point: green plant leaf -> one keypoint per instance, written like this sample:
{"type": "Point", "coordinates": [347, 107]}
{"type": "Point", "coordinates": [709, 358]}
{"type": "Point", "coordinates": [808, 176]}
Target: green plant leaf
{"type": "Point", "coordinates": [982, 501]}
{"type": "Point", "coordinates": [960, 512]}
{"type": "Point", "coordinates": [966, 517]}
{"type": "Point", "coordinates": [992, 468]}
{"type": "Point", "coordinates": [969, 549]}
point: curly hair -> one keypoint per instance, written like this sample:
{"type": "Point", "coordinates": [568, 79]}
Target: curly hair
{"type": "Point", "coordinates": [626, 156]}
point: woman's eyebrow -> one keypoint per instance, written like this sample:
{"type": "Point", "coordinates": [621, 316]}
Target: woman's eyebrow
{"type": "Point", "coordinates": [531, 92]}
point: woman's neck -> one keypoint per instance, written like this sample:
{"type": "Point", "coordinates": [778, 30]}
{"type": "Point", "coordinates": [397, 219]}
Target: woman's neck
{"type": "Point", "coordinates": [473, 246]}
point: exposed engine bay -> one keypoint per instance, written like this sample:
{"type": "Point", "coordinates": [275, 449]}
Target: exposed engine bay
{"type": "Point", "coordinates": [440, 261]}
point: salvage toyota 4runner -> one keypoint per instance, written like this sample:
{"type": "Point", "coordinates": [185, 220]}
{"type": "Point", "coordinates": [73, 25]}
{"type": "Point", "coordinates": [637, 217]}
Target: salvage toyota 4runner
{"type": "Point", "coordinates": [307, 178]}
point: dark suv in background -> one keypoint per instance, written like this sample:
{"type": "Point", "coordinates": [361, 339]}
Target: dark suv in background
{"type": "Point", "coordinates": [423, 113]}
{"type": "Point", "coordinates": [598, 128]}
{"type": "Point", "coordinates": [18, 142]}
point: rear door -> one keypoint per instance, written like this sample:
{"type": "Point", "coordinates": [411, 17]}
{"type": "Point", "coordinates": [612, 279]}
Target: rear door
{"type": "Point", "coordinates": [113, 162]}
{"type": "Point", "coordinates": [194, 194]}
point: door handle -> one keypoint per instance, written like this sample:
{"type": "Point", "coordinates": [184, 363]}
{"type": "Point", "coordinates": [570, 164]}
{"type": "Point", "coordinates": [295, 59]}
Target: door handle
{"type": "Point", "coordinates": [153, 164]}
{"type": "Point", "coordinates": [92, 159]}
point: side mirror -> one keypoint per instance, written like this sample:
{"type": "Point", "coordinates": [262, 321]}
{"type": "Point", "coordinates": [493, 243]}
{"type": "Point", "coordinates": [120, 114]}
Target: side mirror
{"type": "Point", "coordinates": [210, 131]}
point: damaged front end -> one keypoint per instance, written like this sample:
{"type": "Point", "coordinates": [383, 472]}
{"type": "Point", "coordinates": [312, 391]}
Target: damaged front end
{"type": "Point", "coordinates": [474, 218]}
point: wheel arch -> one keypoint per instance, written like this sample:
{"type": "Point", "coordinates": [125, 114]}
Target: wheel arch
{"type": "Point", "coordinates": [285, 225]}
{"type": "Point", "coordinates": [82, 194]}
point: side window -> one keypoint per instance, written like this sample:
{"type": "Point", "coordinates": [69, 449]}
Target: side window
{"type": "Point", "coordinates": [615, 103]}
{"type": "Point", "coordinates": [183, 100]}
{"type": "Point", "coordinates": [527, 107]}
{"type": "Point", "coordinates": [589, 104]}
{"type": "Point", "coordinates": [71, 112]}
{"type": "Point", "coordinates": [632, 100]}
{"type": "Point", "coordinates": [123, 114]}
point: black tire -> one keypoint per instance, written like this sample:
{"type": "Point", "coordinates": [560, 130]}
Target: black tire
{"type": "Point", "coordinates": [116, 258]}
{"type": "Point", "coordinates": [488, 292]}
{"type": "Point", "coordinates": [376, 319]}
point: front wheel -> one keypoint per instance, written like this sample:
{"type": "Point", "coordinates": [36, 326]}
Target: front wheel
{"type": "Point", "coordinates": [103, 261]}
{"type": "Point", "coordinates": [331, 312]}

-- -- --

=== Directions ===
Please give the listing again exactly, line for line.

=== Exercise response ===
point: green plant leaf -> one keypoint per instance, written like this sample:
{"type": "Point", "coordinates": [347, 107]}
{"type": "Point", "coordinates": [709, 358]}
{"type": "Point", "coordinates": [808, 176]}
Target: green plant leaf
{"type": "Point", "coordinates": [982, 501]}
{"type": "Point", "coordinates": [960, 512]}
{"type": "Point", "coordinates": [966, 517]}
{"type": "Point", "coordinates": [992, 468]}
{"type": "Point", "coordinates": [969, 549]}
point: curly hair -> one keypoint per instance, written like this sample:
{"type": "Point", "coordinates": [568, 79]}
Target: curly hair
{"type": "Point", "coordinates": [626, 156]}
point: woman's eyebrow -> one keypoint per instance, written like this sample:
{"type": "Point", "coordinates": [621, 316]}
Target: woman's eyebrow
{"type": "Point", "coordinates": [531, 92]}
point: woman's neck -> one keypoint per instance, written like this sample:
{"type": "Point", "coordinates": [778, 30]}
{"type": "Point", "coordinates": [397, 219]}
Target: woman's neck
{"type": "Point", "coordinates": [473, 246]}
point: exposed engine bay -> one keypoint per instance, written like this sample:
{"type": "Point", "coordinates": [275, 449]}
Target: exposed engine bay
{"type": "Point", "coordinates": [440, 261]}
point: salvage toyota 4runner -> one keypoint per instance, written like this sample:
{"type": "Point", "coordinates": [185, 220]}
{"type": "Point", "coordinates": [73, 25]}
{"type": "Point", "coordinates": [637, 217]}
Target: salvage toyota 4runner
{"type": "Point", "coordinates": [307, 178]}
point: dark suv in background -> one keypoint per instance, written like this sample:
{"type": "Point", "coordinates": [361, 339]}
Target: dark suv in background
{"type": "Point", "coordinates": [423, 113]}
{"type": "Point", "coordinates": [598, 128]}
{"type": "Point", "coordinates": [18, 142]}
point: rear door -> one keypoint per instance, written like this sample:
{"type": "Point", "coordinates": [411, 17]}
{"type": "Point", "coordinates": [612, 279]}
Target: rear door
{"type": "Point", "coordinates": [113, 162]}
{"type": "Point", "coordinates": [194, 194]}
point: door handle -> one keypoint per instance, written like this sample:
{"type": "Point", "coordinates": [184, 363]}
{"type": "Point", "coordinates": [570, 164]}
{"type": "Point", "coordinates": [295, 59]}
Target: door handle
{"type": "Point", "coordinates": [153, 164]}
{"type": "Point", "coordinates": [92, 159]}
point: side mirror -> one keypoint per instance, written like this sample:
{"type": "Point", "coordinates": [262, 321]}
{"type": "Point", "coordinates": [493, 243]}
{"type": "Point", "coordinates": [120, 114]}
Target: side mirror
{"type": "Point", "coordinates": [210, 131]}
point: damaged front end -> one keypoint per instance, written like this sample:
{"type": "Point", "coordinates": [383, 472]}
{"type": "Point", "coordinates": [312, 391]}
Target: damaged front end
{"type": "Point", "coordinates": [474, 218]}
point: wheel arch -> one keypoint per instance, written like this sample:
{"type": "Point", "coordinates": [125, 114]}
Target: wheel arch
{"type": "Point", "coordinates": [285, 225]}
{"type": "Point", "coordinates": [82, 194]}
point: side window -> one keypoint per instance, written like this sample:
{"type": "Point", "coordinates": [69, 449]}
Target: side window
{"type": "Point", "coordinates": [615, 103]}
{"type": "Point", "coordinates": [183, 100]}
{"type": "Point", "coordinates": [527, 107]}
{"type": "Point", "coordinates": [589, 104]}
{"type": "Point", "coordinates": [71, 112]}
{"type": "Point", "coordinates": [632, 100]}
{"type": "Point", "coordinates": [123, 114]}
point: black tire -> one keypoint per instance, written like this sample:
{"type": "Point", "coordinates": [560, 130]}
Target: black tire
{"type": "Point", "coordinates": [116, 258]}
{"type": "Point", "coordinates": [488, 292]}
{"type": "Point", "coordinates": [376, 319]}
point: front wheel -> one keypoint per instance, written like this sample:
{"type": "Point", "coordinates": [36, 326]}
Target: front wheel
{"type": "Point", "coordinates": [103, 261]}
{"type": "Point", "coordinates": [331, 312]}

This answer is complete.